> [The task]: Output all of the entries beneath, exactly as written.

> [Recorded information]:
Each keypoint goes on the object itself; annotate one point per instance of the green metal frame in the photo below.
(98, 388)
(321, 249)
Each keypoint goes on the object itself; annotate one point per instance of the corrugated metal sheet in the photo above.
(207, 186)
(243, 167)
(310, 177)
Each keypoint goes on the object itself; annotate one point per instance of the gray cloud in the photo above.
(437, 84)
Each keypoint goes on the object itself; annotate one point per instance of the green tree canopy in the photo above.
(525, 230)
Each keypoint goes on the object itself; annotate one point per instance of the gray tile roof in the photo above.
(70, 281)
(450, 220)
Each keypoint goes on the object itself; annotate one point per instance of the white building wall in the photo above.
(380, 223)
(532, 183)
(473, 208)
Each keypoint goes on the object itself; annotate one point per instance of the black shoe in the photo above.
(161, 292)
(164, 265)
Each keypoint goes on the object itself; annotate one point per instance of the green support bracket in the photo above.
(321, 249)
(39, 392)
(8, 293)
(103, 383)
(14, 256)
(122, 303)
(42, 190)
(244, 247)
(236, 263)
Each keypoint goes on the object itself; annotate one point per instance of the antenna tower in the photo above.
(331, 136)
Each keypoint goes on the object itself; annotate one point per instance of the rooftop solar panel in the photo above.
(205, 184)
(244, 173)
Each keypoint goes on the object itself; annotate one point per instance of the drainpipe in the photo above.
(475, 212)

> [Exercise result]:
Each keypoint goes on the object itself; annotate one point per instance of the green metal frame in the photo below.
(98, 388)
(321, 249)
Each keypoint goes on the object itself; annotate one point per instance of the corrugated metal sheet in the photo above.
(207, 186)
(243, 167)
(310, 177)
Each keypoint goes on the object itself; annotate one point per instance of the gray cloud in the photo above.
(437, 84)
Each keypoint goes on the object itself; annotate one point per instance of the green tree canopy in the photo above.
(525, 230)
Each keypoint goes on the object itself; annotate one point per instance of the gray tile roof in the photo above.
(70, 281)
(450, 220)
Each keypoint goes on the object itself; annotate one point per instance of the white building wall in the photo above.
(380, 223)
(532, 183)
(473, 208)
Each keypoint goes on the object itself; annotate one point per instance of the black shoe in the photo above.
(161, 292)
(164, 265)
Each keypoint goes on the object itself; annotate one point per instance of the green support bracket in the photo above.
(321, 249)
(39, 392)
(8, 293)
(103, 383)
(14, 256)
(122, 303)
(42, 190)
(244, 247)
(236, 263)
Each keypoint goes on the object itself; annotate one point per instance of the antenna tower in the photo above.
(331, 136)
Each keypoint goes on the object itself; annotate one point per instance of the rooftop solar panel in the photo above.
(205, 184)
(244, 173)
Each keypoint goes on the object itself; annotate one point per instance of the drainpipe in the photo above.
(475, 212)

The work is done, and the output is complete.